> **Problem details**
Pictures are to be dropped. Everything else in the listing gets copied exactly.

> **Records for the task**
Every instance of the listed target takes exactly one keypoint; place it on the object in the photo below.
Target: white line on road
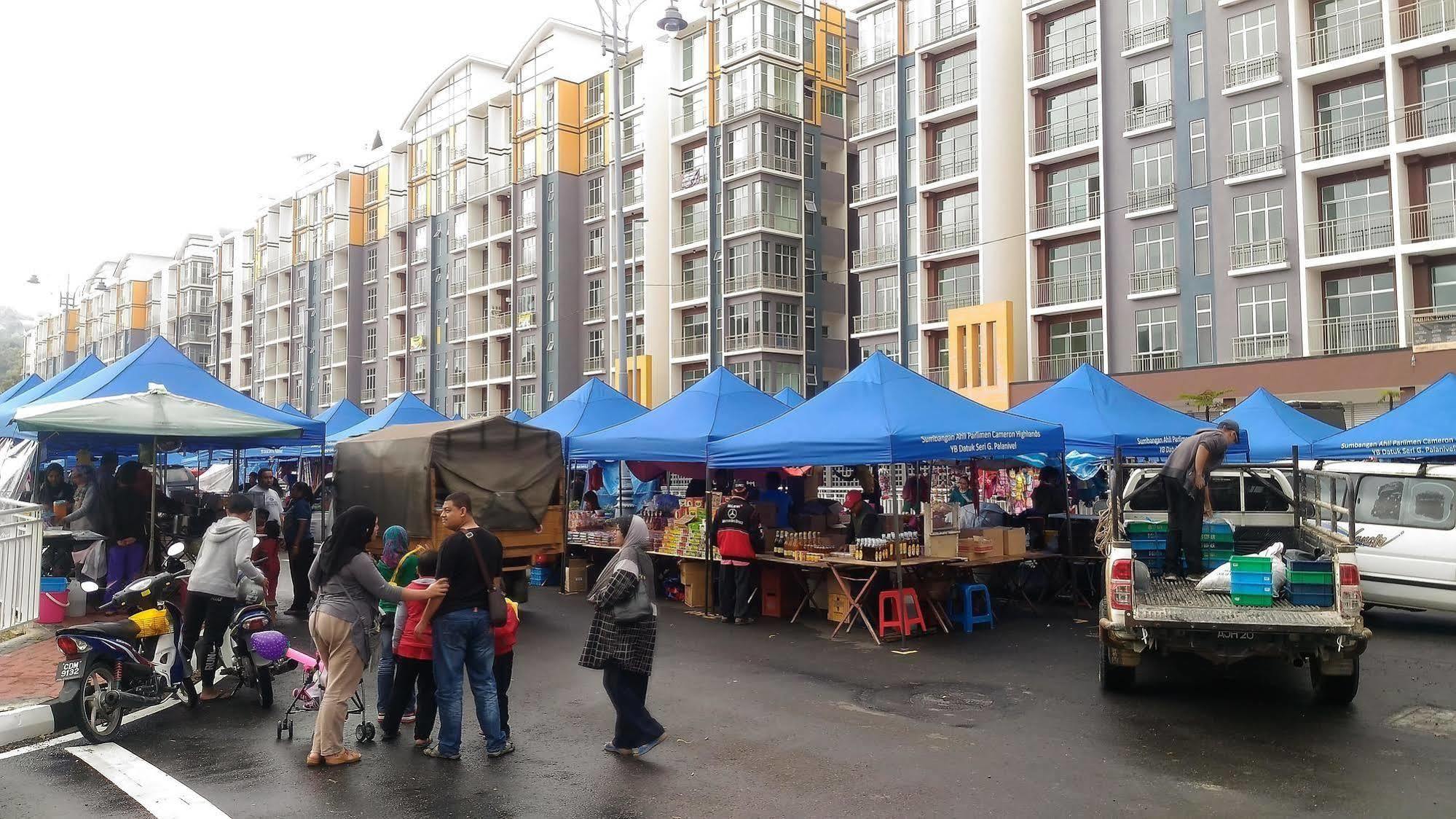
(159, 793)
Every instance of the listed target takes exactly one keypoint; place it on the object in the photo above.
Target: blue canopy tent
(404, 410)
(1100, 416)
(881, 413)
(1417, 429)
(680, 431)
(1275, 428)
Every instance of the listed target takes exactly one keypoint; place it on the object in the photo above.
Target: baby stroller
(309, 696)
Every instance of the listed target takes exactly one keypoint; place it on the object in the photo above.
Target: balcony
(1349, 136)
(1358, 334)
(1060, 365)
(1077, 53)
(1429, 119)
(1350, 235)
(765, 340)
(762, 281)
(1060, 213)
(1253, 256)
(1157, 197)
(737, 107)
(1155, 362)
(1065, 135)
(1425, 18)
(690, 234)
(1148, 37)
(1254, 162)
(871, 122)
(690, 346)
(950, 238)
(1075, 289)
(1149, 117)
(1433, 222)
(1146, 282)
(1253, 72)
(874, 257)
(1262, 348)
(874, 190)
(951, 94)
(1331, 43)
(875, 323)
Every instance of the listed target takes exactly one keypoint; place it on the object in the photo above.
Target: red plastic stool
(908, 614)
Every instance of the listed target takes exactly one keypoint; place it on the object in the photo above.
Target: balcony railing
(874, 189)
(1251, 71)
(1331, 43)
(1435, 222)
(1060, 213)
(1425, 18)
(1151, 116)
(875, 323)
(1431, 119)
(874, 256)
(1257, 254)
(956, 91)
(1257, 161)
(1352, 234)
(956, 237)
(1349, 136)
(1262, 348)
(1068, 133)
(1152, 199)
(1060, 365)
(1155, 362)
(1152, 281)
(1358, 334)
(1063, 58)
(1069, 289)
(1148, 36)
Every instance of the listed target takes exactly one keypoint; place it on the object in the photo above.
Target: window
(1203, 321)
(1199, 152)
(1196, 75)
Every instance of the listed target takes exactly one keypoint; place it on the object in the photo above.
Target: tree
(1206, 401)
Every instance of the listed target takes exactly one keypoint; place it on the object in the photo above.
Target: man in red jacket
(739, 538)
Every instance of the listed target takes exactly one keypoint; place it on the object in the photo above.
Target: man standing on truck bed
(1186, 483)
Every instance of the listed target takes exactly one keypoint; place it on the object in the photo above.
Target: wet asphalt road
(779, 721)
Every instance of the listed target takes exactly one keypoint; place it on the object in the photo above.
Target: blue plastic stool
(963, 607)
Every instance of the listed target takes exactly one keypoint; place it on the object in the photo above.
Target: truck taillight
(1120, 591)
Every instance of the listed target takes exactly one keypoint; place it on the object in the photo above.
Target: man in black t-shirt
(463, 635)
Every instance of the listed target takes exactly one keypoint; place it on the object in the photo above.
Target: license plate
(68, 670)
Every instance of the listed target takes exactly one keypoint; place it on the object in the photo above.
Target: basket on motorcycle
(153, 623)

> **Response for this exercise**
Every instance of the listed target takes exactly one keypoint; place it on the object in the photo below.
Target: white line on road
(159, 793)
Every instance of the listed target takes exactly one keypoint; place it on the object in the photo above.
Target: blue canopy tent
(404, 410)
(1100, 416)
(881, 413)
(1417, 429)
(680, 431)
(1275, 428)
Every instance of the listed target takes exactly one keypoint; place it on the object in the photo above.
Target: baby stroller
(309, 696)
Every instance of the listed target takes exactly one keypoint; place it on the object in the photo above.
Target: balcony
(1349, 136)
(1358, 334)
(1060, 365)
(1077, 53)
(1429, 119)
(1350, 235)
(765, 340)
(762, 281)
(1060, 213)
(1253, 256)
(1157, 197)
(737, 107)
(1155, 362)
(1065, 135)
(1425, 18)
(690, 234)
(1148, 37)
(1254, 162)
(871, 122)
(690, 346)
(950, 238)
(1075, 289)
(1149, 117)
(1433, 222)
(1146, 282)
(1253, 72)
(874, 257)
(1262, 348)
(874, 190)
(951, 94)
(1331, 43)
(875, 323)
Every instance of the listed target takes exactly one keypoint; place it on the object in the photo above.
Target: red plastic stool
(908, 614)
Every instance of the listed target takes exactly one keypoint; place it on the object in the photo above.
Target: balcony railing
(874, 189)
(1251, 71)
(1331, 43)
(1435, 222)
(1060, 213)
(1425, 18)
(1151, 116)
(875, 323)
(1431, 119)
(874, 256)
(1257, 254)
(956, 91)
(1257, 161)
(1352, 234)
(956, 237)
(1349, 136)
(1262, 348)
(1068, 133)
(1152, 199)
(1060, 365)
(1155, 362)
(1152, 281)
(1358, 334)
(1063, 58)
(1069, 289)
(1148, 36)
Every instance of the listed target takes exactly one keypoint; place it on the object in the photo above.
Target: window
(1203, 321)
(1199, 152)
(1196, 75)
Every instance of the listed target takes exactly one keypoint; place it on the object in the photo above.
Target: tree
(1206, 401)
Every instance of the listed target takes exactly one keypoint; place it on the object in the photo above.
Target: man in red jacket
(739, 538)
Every instance of the listed target takes exactly one keypoint; place it on the object in the photo above.
Target: man standing on truck bed
(1186, 483)
Every instance of the listed target takes exactly one keypoint; place it on the object in the photo above.
Target: wet asphalt road
(779, 721)
Every instance of the listed target takes exactly one keypoint; place it on the object in the photo above.
Target: blue plastic stool
(963, 607)
Every instance of the listed target takes exactly one keypoint; place it on the object in the photo above.
Target: truck taillight
(1120, 591)
Every instance of the listed target takes exactly one keypoint; place it on the object in the photo above.
Target: man in black t-shirt
(463, 635)
Every instance of the listed target takes exactly one keypoint; place it on the object in the photo above.
Target: license plate
(68, 670)
Every instance of the listed target takes exactly one keypoint; place it on the object in the photo above.
Target: basket on motorcycle
(153, 623)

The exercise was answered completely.